*Information supplied*.
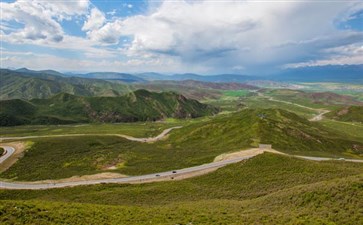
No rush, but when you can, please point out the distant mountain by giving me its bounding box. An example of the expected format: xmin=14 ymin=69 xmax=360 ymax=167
xmin=325 ymin=105 xmax=363 ymax=123
xmin=14 ymin=68 xmax=65 ymax=76
xmin=145 ymin=73 xmax=258 ymax=83
xmin=271 ymin=64 xmax=363 ymax=83
xmin=170 ymin=109 xmax=363 ymax=155
xmin=73 ymin=72 xmax=145 ymax=83
xmin=0 ymin=69 xmax=129 ymax=100
xmin=161 ymin=80 xmax=259 ymax=90
xmin=131 ymin=80 xmax=258 ymax=100
xmin=0 ymin=90 xmax=218 ymax=126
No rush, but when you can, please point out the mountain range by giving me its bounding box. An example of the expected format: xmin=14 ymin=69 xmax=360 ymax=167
xmin=0 ymin=90 xmax=218 ymax=126
xmin=3 ymin=64 xmax=363 ymax=83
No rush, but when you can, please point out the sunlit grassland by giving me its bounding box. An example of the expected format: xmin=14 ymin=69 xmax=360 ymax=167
xmin=243 ymin=97 xmax=317 ymax=119
xmin=319 ymin=119 xmax=363 ymax=140
xmin=0 ymin=153 xmax=363 ymax=224
xmin=0 ymin=109 xmax=362 ymax=180
xmin=0 ymin=117 xmax=208 ymax=137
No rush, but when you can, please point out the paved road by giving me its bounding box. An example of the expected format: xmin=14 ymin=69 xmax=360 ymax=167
xmin=0 ymin=156 xmax=253 ymax=190
xmin=0 ymin=142 xmax=363 ymax=190
xmin=0 ymin=126 xmax=181 ymax=142
xmin=0 ymin=146 xmax=15 ymax=164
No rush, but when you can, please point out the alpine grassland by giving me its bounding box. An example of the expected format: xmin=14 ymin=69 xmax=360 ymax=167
xmin=0 ymin=90 xmax=219 ymax=126
xmin=0 ymin=109 xmax=363 ymax=180
xmin=0 ymin=153 xmax=363 ymax=224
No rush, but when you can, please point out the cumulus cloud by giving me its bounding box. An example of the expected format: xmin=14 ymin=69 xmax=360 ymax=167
xmin=82 ymin=8 xmax=106 ymax=31
xmin=0 ymin=0 xmax=89 ymax=43
xmin=0 ymin=0 xmax=363 ymax=73
xmin=90 ymin=1 xmax=363 ymax=70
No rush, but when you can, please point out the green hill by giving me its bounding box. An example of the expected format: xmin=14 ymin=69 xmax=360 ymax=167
xmin=170 ymin=109 xmax=363 ymax=158
xmin=325 ymin=106 xmax=363 ymax=122
xmin=0 ymin=90 xmax=218 ymax=126
xmin=0 ymin=154 xmax=363 ymax=224
xmin=0 ymin=69 xmax=129 ymax=100
xmin=0 ymin=109 xmax=363 ymax=180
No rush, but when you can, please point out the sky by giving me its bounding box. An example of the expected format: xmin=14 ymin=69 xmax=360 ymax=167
xmin=0 ymin=0 xmax=363 ymax=75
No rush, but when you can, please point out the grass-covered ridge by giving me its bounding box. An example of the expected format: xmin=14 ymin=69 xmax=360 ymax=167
xmin=325 ymin=106 xmax=363 ymax=122
xmin=0 ymin=90 xmax=218 ymax=126
xmin=0 ymin=154 xmax=363 ymax=224
xmin=1 ymin=109 xmax=363 ymax=180
xmin=0 ymin=69 xmax=130 ymax=100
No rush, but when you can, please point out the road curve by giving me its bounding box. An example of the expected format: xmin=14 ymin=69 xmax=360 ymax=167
xmin=0 ymin=156 xmax=254 ymax=190
xmin=0 ymin=143 xmax=363 ymax=190
xmin=0 ymin=146 xmax=15 ymax=164
xmin=0 ymin=126 xmax=182 ymax=142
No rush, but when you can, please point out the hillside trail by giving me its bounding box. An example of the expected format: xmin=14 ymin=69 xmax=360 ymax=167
xmin=0 ymin=126 xmax=182 ymax=143
xmin=0 ymin=145 xmax=363 ymax=190
xmin=258 ymin=92 xmax=330 ymax=122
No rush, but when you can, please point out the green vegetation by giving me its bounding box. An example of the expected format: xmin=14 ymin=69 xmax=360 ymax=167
xmin=264 ymin=89 xmax=363 ymax=109
xmin=0 ymin=69 xmax=130 ymax=100
xmin=223 ymin=89 xmax=250 ymax=97
xmin=0 ymin=109 xmax=363 ymax=180
xmin=325 ymin=106 xmax=363 ymax=122
xmin=0 ymin=90 xmax=218 ymax=126
xmin=0 ymin=154 xmax=363 ymax=224
xmin=0 ymin=121 xmax=191 ymax=137
xmin=0 ymin=136 xmax=137 ymax=180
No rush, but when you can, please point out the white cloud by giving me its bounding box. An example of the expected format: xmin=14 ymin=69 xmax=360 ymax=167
xmin=0 ymin=0 xmax=89 ymax=43
xmin=90 ymin=1 xmax=362 ymax=70
xmin=0 ymin=0 xmax=363 ymax=73
xmin=82 ymin=8 xmax=106 ymax=31
xmin=283 ymin=42 xmax=363 ymax=68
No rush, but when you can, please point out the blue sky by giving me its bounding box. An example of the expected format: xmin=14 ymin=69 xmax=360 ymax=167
xmin=0 ymin=0 xmax=363 ymax=74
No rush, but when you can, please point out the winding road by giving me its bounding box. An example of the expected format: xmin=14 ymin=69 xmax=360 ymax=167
xmin=0 ymin=127 xmax=363 ymax=190
xmin=0 ymin=126 xmax=182 ymax=142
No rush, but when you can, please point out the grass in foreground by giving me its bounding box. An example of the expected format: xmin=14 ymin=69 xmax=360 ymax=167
xmin=0 ymin=153 xmax=363 ymax=206
xmin=0 ymin=154 xmax=363 ymax=224
xmin=0 ymin=109 xmax=363 ymax=180
xmin=0 ymin=118 xmax=192 ymax=137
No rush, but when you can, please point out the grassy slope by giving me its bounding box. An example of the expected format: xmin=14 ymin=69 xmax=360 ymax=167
xmin=0 ymin=90 xmax=218 ymax=126
xmin=0 ymin=154 xmax=363 ymax=224
xmin=0 ymin=69 xmax=130 ymax=99
xmin=264 ymin=89 xmax=363 ymax=109
xmin=1 ymin=109 xmax=363 ymax=180
xmin=325 ymin=106 xmax=363 ymax=122
xmin=0 ymin=120 xmax=195 ymax=137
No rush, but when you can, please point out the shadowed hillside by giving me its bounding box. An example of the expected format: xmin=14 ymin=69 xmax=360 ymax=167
xmin=0 ymin=90 xmax=218 ymax=126
xmin=325 ymin=106 xmax=363 ymax=122
xmin=0 ymin=69 xmax=129 ymax=100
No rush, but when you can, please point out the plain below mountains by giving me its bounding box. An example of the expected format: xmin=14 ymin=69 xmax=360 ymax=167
xmin=0 ymin=90 xmax=219 ymax=126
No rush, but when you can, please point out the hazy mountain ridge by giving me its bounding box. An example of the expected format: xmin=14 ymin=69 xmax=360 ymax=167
xmin=0 ymin=90 xmax=218 ymax=126
xmin=0 ymin=69 xmax=129 ymax=100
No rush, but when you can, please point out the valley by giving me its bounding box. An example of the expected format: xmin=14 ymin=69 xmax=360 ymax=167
xmin=0 ymin=70 xmax=363 ymax=224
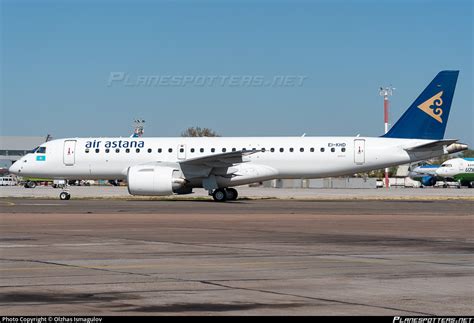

*What is needed*.
Write out every line above, from the line containing "No rush, but when you can, please point out the blue" down to the line containing "xmin=0 ymin=0 xmax=363 ymax=74", with both of those lines included, copying each one without any change.

*Full answer*.
No rush, but when you can, please point out the blue sky by giving me its bounding box. An example of the expected format: xmin=14 ymin=69 xmax=360 ymax=167
xmin=0 ymin=0 xmax=363 ymax=74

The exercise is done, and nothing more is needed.